> **Extracted text**
───

Add to this, we're facing a strange problem of antibiotic resistance today. The use of antibiotics has gone up among Indian population and this has resulted in various species of viruses and harmful bacteria becoming drug-resistant. This is also because of unprescribed self-medication and improper use of antibiotics. Such habits make it tough for doctors to tackle HAI. An infection, once acquired, may not be easy to tackle due to drug-resistant microbes.
HAIs can manifest themselves in various forms. Most commonly hospital-acquired viruses and microbes cause urinary tract infections, surgical site infections, gastroenteritis, meningitis, and pneumonia. The symptoms of HAI usually include fever, diarrhea, bed sores, burning while urinating, nausea, and vomiting. Typically, bacteria, fungus, and viruses can cause HAIs. It is seen that bacteria alone can cause around 90 percent of HAI cases. Patients with weak immune systems are more likely to get HAIs.

───

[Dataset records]
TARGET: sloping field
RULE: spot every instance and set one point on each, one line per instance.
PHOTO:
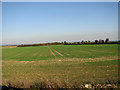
(59, 65)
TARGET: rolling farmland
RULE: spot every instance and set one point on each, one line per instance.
(59, 65)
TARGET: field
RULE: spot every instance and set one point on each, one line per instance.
(59, 65)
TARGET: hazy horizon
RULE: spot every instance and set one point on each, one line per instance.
(37, 22)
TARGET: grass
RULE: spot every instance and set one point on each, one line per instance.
(26, 66)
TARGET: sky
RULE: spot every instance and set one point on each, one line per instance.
(39, 22)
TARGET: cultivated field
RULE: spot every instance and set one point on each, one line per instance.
(59, 65)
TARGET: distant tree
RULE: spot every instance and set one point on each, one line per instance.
(86, 42)
(96, 41)
(102, 41)
(78, 43)
(107, 40)
(89, 42)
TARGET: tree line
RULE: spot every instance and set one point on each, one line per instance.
(106, 41)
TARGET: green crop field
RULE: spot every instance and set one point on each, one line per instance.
(59, 65)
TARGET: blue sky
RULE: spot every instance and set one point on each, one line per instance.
(25, 22)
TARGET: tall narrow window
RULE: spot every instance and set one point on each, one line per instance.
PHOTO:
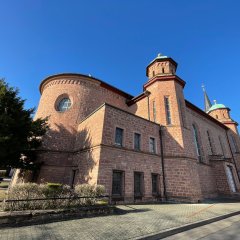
(137, 141)
(222, 146)
(119, 137)
(196, 141)
(154, 111)
(210, 143)
(117, 183)
(168, 112)
(155, 184)
(234, 144)
(152, 145)
(73, 177)
(138, 184)
(182, 113)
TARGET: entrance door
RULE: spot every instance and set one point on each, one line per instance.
(231, 179)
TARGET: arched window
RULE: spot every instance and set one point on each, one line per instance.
(197, 143)
(222, 146)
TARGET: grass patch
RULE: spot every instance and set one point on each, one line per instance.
(4, 184)
(2, 194)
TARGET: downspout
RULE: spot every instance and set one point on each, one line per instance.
(147, 93)
(162, 162)
(232, 155)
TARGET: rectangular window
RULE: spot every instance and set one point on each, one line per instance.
(138, 184)
(155, 184)
(137, 141)
(154, 111)
(167, 109)
(210, 142)
(119, 137)
(117, 183)
(234, 144)
(152, 145)
(222, 146)
(182, 111)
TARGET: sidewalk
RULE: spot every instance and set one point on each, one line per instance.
(131, 222)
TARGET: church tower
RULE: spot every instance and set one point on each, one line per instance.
(220, 112)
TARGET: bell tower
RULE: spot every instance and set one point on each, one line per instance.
(160, 66)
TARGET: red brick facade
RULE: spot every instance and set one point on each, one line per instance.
(80, 146)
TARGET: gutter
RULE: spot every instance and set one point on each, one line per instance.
(234, 161)
(162, 162)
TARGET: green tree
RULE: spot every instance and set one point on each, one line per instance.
(20, 135)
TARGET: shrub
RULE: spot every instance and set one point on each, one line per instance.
(3, 173)
(90, 192)
(51, 192)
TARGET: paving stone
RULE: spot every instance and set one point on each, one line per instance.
(134, 222)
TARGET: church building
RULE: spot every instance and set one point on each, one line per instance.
(156, 145)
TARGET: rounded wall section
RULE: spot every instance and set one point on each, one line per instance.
(84, 93)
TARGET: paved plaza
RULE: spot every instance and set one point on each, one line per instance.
(132, 222)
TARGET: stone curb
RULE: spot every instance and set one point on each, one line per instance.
(25, 218)
(187, 227)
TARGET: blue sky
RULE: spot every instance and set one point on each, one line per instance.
(115, 40)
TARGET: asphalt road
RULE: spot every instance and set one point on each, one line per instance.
(227, 229)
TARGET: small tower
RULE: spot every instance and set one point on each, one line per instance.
(207, 102)
(161, 65)
(222, 114)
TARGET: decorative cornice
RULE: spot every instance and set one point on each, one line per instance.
(85, 77)
(164, 78)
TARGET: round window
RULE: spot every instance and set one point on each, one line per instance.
(64, 105)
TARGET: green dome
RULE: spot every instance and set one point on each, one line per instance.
(159, 56)
(216, 106)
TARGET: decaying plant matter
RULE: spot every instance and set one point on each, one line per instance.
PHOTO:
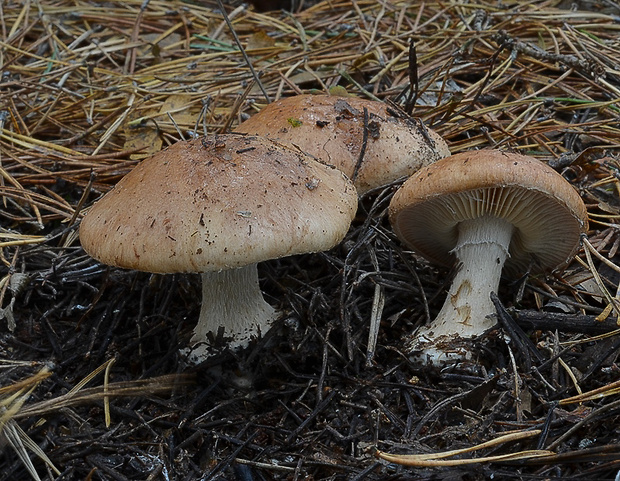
(88, 89)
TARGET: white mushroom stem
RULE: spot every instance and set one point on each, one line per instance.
(481, 252)
(232, 301)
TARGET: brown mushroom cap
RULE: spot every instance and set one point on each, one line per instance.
(331, 128)
(547, 213)
(219, 202)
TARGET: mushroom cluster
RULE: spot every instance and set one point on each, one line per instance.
(218, 205)
(479, 211)
(282, 185)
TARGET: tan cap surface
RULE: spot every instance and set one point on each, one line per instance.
(331, 128)
(546, 211)
(219, 202)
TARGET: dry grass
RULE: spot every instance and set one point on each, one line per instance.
(87, 89)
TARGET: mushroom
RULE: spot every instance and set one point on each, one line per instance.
(333, 129)
(476, 211)
(218, 205)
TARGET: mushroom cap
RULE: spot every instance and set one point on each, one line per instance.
(331, 128)
(547, 213)
(219, 202)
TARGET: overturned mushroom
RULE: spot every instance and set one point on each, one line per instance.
(480, 210)
(218, 205)
(367, 141)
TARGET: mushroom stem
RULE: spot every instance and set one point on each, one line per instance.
(481, 251)
(231, 300)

───

> **Questions on the material**
1 - Decide whether each statement agrees with the passage on hospital-acquired infections, answering yes or no and quoting the words of the passage that settle it: (a) Bacteria alone account for around 90 percent of HAI cases. (b) Patients with strong immune systems are more likely to get HAIs. (c) Antibiotic use has declined among the Indian population.
2 - Write the next part of the passage on hospital-acquired infections, picking up after its final sentence.
These records were drawn from a separate source.

> **Answer section**
1 -
(a) Yes: "bacteria alone can cause around 90 percent of HAI cases"
(b) No: "Patients with weak immune systems are more likely to get HAIs."
(c) No: "The use of antibiotics has gone up among Indian population"

2 -
ICUs are become a breeding ground for HAIs and proper care is not taken because doctors treat various viral and bacterial diseases there. Unclean hands and medical instruments such as catheters, respiratory machines, and other hospital tools increase chances and instances of HAIs.
Nurses play a major role in avoiding HAIs. Some simple steps go a long way to prevent infections:
- Hand washing with alcoholic hand sprays and soaps.
- Cleaning the stethoscope with an alcohol swab every two hours.
- Wearing gloves.
- Disinfecting the skin before inserting a needle.
- Avoiding proton-pump inhibitors that increase gastric PH levels.
- Avoiding unnecessary exposure to antibiotics.
- Avoiding long durations of antibiotics.
- Early detection of dysphagia which is often an HAI.